(Text block begins)

Photo by Ana Venture. Jacket customized by Jennifer Li.
Jennifer Li is originally from Chinatown, New York. Her parents are first-generation immigrants who own and operate a mom-and-pop butcher shop, 47 Division St Trading. She grew up working at the store, from restocking cold drinks in the fridge when she was 5, to cashiering the registers and handling meat at 12, to doing the book keeping in high school and college. The store is still there to this day.
She is the inaugural Executive Director of the Oakland Chinatown Improvement Council. When anti-Asian violence came to a head in Oakland’s Chinatown in 2021, she joined multiple patrol groups. She organized a rally with Asians with Attitudes in April 2021 of almost a thousand people through the streets of Oakland Chinatown that was covered in a short documentary by NBC.
Before becoming the Executive Director of the Oakland Chinatown Improvement Council, Jennifer was the Legislative Aide to San Francisco Supervisor Hillary Ronen, where she advocated for the Chinese merchants of the Portola, facilitated cross-cultural dialogue between Mission nonprofits and low-income monolingual Chinese elders at food banks, and helped secure more than $40 million in funding for a local school in dire need of structural updates.
Jennifer has also worked in the labor movement for more than a decade as a communications strategist. She has passed five sexual assault survivor bill of rights (Federal, California, 2 New York laws, and a Pennsylvania), granting more than 42 million survivors civil like access to our police reports, rape kit retention, and more.
In 2014, she led a successful global campaign to get a racist and sexist pick-up artist’s Visa denied in 6 countries and kicked out of 10 venue in less than a month. It was covered by Time Magazine, New York Times, CNN, and more.
She is known to be handy with a bullhorn, but her voice spills over into her artwork and personal style as well. Her artwork on social issues has gone viral many times, and has been featured in various publications and museums. Her unique style is instantly recognizable to those who know her, from protest signs to her colorful hair. Her apartment’s funky style has also been featured on Apartment Therapy.

(Text block ends)

* Aim of the task *
In the profile of Jennifer Li, what is the name of the butcher shop her parents own and run?

(Data to examine begins)

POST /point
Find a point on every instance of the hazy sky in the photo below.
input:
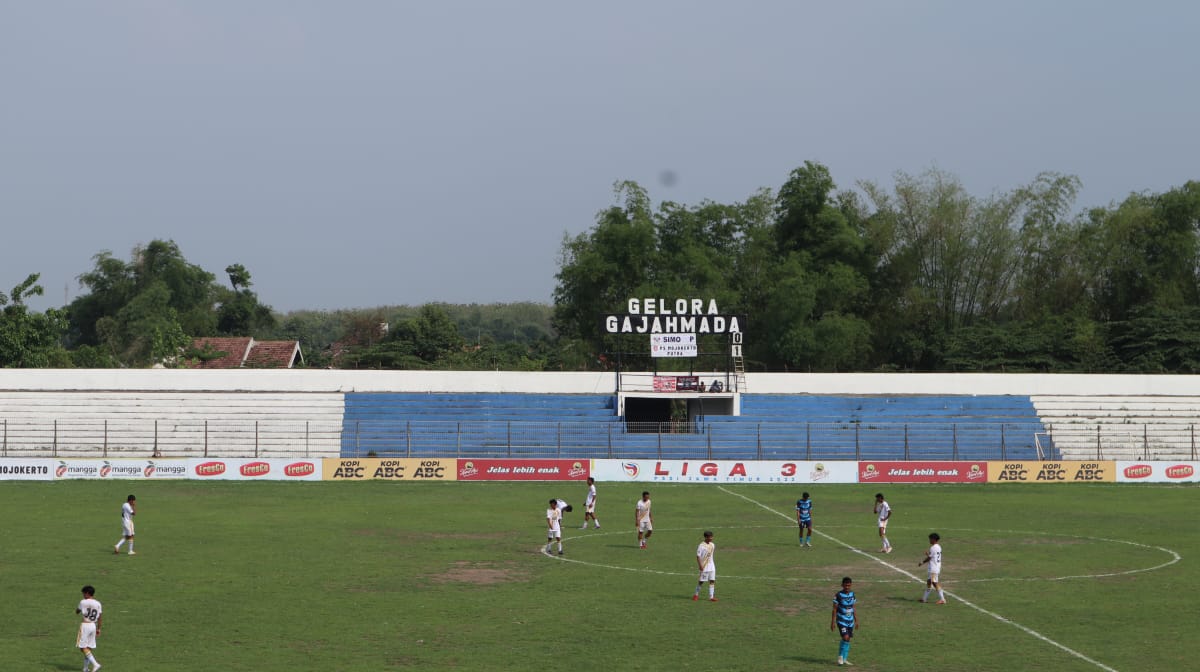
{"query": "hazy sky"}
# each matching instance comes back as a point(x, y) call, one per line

(Data to examine ends)
(Data to examine begins)

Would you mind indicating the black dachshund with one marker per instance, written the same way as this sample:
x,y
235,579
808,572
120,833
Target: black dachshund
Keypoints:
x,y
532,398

(Data to examine ends)
(Data to examine begins)

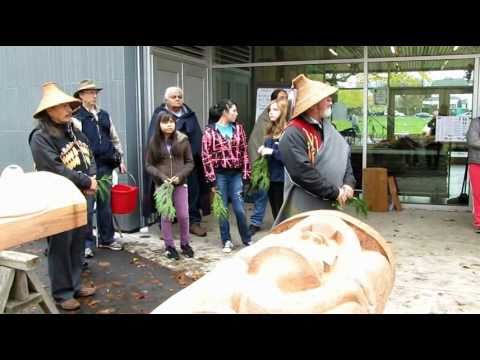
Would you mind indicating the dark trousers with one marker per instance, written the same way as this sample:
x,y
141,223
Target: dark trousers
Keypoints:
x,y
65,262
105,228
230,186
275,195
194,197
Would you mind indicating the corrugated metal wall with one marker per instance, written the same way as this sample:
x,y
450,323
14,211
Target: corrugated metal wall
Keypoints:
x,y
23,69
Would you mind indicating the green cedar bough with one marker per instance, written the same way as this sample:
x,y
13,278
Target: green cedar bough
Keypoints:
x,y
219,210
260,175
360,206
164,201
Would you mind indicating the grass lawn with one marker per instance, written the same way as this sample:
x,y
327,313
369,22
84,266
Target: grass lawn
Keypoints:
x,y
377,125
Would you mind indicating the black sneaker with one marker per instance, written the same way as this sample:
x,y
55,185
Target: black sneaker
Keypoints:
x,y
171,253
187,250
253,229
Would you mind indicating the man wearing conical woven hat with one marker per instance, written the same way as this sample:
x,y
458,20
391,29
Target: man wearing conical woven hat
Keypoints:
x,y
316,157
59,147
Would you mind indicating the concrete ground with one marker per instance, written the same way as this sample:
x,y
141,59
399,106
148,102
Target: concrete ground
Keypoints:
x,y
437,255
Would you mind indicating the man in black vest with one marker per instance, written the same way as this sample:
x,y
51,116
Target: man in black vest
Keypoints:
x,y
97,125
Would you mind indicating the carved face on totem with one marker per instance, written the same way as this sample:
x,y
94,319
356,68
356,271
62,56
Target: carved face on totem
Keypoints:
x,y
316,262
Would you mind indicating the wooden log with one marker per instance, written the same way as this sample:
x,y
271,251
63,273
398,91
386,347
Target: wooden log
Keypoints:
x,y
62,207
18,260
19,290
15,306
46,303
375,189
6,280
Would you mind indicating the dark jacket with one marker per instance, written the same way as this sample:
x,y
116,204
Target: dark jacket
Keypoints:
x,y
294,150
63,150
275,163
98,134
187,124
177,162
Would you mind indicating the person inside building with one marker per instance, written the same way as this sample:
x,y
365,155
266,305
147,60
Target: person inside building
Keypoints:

(Data to examine ends)

* Your response *
47 Division St Trading